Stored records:

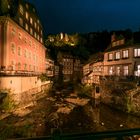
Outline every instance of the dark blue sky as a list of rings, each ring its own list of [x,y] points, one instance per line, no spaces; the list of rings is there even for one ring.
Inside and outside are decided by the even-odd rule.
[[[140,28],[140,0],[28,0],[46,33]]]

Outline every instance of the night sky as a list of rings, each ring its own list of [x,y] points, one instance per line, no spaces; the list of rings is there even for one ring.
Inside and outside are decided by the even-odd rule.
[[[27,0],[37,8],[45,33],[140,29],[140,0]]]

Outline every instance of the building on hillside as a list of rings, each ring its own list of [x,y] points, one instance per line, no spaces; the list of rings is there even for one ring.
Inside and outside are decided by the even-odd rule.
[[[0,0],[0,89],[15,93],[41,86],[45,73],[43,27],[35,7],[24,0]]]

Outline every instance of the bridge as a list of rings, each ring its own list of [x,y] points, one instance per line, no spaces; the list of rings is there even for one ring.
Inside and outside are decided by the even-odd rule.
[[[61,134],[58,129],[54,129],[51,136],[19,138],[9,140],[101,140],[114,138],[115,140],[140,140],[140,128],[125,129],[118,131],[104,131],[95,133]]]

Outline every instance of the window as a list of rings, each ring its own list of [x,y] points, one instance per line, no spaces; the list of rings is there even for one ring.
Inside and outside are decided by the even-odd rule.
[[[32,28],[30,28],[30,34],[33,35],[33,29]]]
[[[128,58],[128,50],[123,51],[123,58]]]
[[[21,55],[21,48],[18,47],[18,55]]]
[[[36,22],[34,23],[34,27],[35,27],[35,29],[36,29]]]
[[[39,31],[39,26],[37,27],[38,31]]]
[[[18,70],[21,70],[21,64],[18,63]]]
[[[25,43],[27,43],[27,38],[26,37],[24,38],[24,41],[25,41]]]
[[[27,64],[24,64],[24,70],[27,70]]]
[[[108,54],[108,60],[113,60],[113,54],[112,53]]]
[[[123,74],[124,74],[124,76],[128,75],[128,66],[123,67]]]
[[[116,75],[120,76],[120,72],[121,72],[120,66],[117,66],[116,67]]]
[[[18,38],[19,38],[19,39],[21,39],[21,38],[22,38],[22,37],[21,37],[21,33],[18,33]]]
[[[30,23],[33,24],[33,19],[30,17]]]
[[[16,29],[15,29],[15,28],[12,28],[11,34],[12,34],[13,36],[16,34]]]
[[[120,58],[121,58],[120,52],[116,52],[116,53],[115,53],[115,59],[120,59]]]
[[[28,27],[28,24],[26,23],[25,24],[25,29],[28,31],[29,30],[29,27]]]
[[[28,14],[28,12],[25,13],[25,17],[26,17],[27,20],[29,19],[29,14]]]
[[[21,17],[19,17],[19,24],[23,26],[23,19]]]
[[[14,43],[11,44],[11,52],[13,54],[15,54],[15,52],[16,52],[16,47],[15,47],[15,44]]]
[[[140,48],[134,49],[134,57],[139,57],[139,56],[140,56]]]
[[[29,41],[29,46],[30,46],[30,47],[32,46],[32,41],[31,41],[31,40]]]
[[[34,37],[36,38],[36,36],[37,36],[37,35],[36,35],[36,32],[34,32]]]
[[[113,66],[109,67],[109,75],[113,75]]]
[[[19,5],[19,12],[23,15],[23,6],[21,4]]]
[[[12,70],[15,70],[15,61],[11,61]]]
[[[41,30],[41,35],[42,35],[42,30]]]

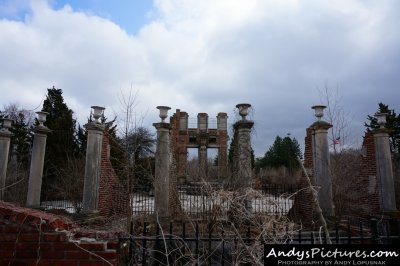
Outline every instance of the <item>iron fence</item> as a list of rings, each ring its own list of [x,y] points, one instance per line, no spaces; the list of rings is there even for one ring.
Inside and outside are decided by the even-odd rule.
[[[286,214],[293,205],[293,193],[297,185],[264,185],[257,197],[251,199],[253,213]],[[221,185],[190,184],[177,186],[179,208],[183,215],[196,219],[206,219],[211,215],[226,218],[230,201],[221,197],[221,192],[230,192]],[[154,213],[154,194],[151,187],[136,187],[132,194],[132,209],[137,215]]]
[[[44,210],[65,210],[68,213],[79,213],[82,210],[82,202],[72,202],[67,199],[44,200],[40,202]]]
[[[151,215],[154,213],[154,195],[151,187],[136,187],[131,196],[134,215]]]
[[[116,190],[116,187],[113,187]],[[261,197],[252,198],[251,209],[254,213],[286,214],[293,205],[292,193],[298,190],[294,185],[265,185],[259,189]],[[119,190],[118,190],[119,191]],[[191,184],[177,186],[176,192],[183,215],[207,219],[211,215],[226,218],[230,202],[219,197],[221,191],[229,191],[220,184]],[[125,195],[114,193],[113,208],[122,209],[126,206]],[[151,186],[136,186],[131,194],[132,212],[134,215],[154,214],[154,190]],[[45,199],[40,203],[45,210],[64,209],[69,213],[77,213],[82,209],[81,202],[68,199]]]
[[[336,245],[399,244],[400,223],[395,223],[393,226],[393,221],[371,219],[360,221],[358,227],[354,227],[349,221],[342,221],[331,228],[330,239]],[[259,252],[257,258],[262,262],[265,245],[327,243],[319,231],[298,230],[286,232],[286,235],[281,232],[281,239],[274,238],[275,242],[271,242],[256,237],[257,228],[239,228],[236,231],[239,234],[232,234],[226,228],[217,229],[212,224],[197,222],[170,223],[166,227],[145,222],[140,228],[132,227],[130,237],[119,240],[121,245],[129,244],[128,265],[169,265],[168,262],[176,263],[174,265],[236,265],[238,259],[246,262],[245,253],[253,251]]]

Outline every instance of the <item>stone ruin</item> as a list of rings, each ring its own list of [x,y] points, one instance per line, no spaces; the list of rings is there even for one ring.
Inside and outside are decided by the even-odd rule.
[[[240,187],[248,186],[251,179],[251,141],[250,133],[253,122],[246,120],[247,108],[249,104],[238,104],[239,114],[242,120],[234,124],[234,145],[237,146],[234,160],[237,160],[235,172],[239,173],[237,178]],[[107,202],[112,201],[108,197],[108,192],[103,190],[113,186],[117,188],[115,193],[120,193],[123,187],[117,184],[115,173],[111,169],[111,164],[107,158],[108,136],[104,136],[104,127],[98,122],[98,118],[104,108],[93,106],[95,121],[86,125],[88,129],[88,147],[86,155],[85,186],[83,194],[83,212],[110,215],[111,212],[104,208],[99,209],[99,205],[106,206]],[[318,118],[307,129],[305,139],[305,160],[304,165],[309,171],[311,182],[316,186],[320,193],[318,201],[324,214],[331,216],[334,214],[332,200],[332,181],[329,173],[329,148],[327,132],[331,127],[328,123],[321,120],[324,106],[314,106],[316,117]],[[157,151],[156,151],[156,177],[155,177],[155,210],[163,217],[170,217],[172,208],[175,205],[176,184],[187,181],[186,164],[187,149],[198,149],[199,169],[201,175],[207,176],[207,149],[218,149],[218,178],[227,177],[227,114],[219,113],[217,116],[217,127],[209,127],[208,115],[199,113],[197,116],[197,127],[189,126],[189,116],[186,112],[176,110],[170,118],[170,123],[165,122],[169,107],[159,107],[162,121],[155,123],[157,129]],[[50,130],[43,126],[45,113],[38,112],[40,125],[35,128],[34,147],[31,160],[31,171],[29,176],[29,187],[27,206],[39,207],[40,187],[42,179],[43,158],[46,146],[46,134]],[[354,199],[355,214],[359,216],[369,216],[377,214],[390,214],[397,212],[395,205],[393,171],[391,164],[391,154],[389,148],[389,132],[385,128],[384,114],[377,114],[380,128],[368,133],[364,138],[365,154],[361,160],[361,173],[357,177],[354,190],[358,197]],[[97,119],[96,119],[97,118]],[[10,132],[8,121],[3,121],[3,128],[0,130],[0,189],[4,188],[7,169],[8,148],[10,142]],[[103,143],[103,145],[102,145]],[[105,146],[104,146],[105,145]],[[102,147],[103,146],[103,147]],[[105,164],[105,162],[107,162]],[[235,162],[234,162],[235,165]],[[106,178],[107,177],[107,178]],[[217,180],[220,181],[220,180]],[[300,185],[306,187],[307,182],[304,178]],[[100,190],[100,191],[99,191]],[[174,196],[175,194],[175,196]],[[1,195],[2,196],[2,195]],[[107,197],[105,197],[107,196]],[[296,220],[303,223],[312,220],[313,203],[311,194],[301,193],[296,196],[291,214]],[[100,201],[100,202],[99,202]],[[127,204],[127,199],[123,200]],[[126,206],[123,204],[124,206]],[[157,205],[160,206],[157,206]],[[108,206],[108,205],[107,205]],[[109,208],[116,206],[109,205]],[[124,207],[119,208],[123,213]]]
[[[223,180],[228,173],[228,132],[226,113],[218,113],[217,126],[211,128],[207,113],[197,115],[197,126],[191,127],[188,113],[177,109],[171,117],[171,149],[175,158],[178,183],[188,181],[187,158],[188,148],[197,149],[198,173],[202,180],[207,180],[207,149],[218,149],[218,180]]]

- Exercise: Copy the records above from the first line through the line containing "Outline every instance of the window", both included, and leave out any pictures.

- Written response:
Outline every instance of the dark blue sky as a list of rings, each ring its own list of [x,y] points, one instance per line, no spaces; the list of rings is there even for one ring.
Inside and outside are decided by the even-odd rule.
[[[140,28],[140,0],[28,0],[46,33]]]

Outline every instance of the night sky as a list of rings, each ring its own list of [x,y] points, one instance per line, no spaces; the list of rings is there even for one ring.
Inside and outside are decided by the even-odd rule.
[[[27,0],[37,8],[45,33],[140,29],[140,0]]]

Outline every instance of the building on hillside as a list of rings, each ring its own list of [x,y] points, one instance per line, no spaces; the list of rings is there even for one ring.
Inside and outside are decided by the even-odd rule.
[[[0,0],[0,89],[15,93],[41,86],[45,73],[43,27],[35,7],[24,0]]]

Outline every instance of the bridge as a list of rings, each ring its own list of [x,y] points, one instance per line, no spaces; the list of rings is there even for one ring.
Inside and outside are decided by the even-odd rule.
[[[61,134],[58,129],[54,129],[51,136],[19,138],[9,140],[101,140],[114,138],[115,140],[140,140],[140,128],[125,129],[118,131],[104,131],[95,133]]]

Outline every instance of the window as a list of rings, each ring its own list of [x,y] points, one instance per line, no spaces; the list of rings is there even for one ring.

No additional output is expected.